**** Extracted entries ****

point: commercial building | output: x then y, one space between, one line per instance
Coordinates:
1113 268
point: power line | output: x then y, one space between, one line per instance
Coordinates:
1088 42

****

▶ What is expected: When copying the data above, keep every line exactly as written.

▶ Written solution:
point: commercial building | output: x then y, one space between, one line per instance
Coordinates:
1113 268
point: power line | output: x then y, one space between, one line per instance
Coordinates:
1088 42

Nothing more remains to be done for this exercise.